DATASET RECORDS

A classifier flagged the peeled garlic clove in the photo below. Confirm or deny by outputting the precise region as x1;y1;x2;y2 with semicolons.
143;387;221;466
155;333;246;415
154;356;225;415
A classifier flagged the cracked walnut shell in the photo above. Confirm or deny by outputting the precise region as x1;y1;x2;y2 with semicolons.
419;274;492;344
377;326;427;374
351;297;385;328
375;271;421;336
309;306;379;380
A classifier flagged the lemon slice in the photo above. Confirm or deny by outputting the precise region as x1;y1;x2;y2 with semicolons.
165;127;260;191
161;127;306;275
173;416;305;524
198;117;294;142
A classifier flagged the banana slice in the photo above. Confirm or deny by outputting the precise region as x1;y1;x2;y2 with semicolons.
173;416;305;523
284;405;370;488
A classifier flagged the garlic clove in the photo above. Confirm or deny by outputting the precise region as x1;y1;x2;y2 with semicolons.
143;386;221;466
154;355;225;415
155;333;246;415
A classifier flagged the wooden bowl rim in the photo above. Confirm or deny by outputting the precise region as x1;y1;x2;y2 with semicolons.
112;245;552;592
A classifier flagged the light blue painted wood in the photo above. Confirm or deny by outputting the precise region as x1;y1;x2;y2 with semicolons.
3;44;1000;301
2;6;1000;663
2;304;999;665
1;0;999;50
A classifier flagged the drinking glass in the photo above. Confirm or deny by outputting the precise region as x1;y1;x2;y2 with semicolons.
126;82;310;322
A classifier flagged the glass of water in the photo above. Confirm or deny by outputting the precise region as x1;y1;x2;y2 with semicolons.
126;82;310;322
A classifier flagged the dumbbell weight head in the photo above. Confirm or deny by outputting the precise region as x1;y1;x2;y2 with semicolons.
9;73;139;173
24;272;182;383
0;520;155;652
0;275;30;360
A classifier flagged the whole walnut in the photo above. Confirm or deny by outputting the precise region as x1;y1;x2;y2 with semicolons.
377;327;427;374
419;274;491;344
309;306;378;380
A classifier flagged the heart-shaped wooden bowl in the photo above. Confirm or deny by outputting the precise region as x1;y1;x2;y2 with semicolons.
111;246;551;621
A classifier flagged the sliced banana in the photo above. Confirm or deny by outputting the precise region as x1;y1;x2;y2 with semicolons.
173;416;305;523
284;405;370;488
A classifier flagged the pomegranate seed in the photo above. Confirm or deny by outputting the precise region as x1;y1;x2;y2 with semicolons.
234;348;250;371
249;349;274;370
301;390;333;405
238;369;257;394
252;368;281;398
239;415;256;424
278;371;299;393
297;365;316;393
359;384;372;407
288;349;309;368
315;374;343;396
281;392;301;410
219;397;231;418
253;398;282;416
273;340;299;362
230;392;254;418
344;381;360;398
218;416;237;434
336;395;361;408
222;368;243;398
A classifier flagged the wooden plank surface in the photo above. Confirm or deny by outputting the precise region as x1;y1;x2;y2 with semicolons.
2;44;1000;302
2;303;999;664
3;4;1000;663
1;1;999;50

TASK REQUIREMENTS
What is needed is a word-for-word copy of all the entries.

YOUR SOLUTION
A classifier flagged the peeled garlic clove in the photo below. Confirm or deny by outputting the precise region as x1;y1;x2;y2 with semicolons.
143;387;221;466
155;333;246;415
154;356;225;415
A classifier flagged the cracked walnut shell in the photo above. Confirm or deny by outputting the precise region as x1;y1;x2;y2 with semicolons.
419;274;492;344
377;326;427;374
351;297;385;328
375;271;421;336
309;306;379;380
A classifier flagged the lemon slice in the photo above. Confirm or deny by outputting the precise region as x1;y1;x2;y2 with semicolons.
165;127;260;191
161;127;306;275
173;416;305;524
198;117;294;142
A classifier flagged the banana slice in the photo above. Confirm or deny by outputting the precise region as x1;y1;x2;y2 with semicolons.
173;416;305;523
284;405;370;488
A classifier flagged the garlic clove in the photo above. Confirm or deny by outputting the precise region as x1;y1;x2;y2 with semicolons.
143;386;221;466
154;355;225;415
155;333;246;415
A classifier flagged the wooden bowl rim in the photo above. Confirm or deny by outputting the precise region as x1;y1;x2;y2 with semicolons.
112;245;552;592
A classifier flagged the light blue painted wood in the photo above. Confirm or deny by outputting the precise region as x1;y1;x2;y2 with semicolons.
3;44;1000;301
2;6;1000;663
2;304;999;665
1;0;999;50
A classifier flagged the drinking glass in the photo above. Confirm or deny by outputting the precise region as x1;y1;x2;y2 with semicolons.
126;82;310;322
A classifier flagged the glass of water in the photo above. Confirm or deny by outputting the precise region as x1;y1;x2;y2 with semicolons.
126;82;310;322
A classifier flagged the dumbbell weight head in the photo above. Confirm or deny by outputting the precise region as x1;y1;x2;y2 with semicolons.
9;73;139;173
24;272;182;383
0;520;155;652
0;275;30;360
A classifier flagged the whole walnut in the photo above. Confirm or deny by outputting the precise region as x1;y1;x2;y2 with semicolons.
377;327;427;374
419;274;491;344
309;306;378;380
A classifier flagged the heart-shaped wooden bowl in the photo above. Confirm or deny by outputting the precise region as x1;y1;x2;y2 with semicolons.
111;246;551;621
A classifier flagged the sliced banana in the photo above. Confirm or deny by outputting the precise region as x1;y1;x2;y2 with semicolons.
173;416;305;523
284;405;370;488
A classifier flagged the pomegranate seed in the photo above. Confirm or deny by outputting the precise region as x1;y1;x2;y2 with semicolons.
234;348;250;371
249;349;274;370
301;390;333;405
238;369;257;394
252;368;281;398
239;415;256;424
278;371;299;393
297;365;316;393
359;384;372;407
288;349;309;368
315;374;343;396
281;392;301;410
219;397;231;418
253;398;282;416
273;340;299;362
230;392;254;418
344;381;360;398
218;416;237;434
336;395;361;408
222;368;243;398
A classifier flagged the wooden plank surface in the photo above. Confirm or deny by outputting the precise region as x1;y1;x2;y2 with semicolons.
2;44;1000;302
2;303;999;664
3;4;1000;663
1;1;999;50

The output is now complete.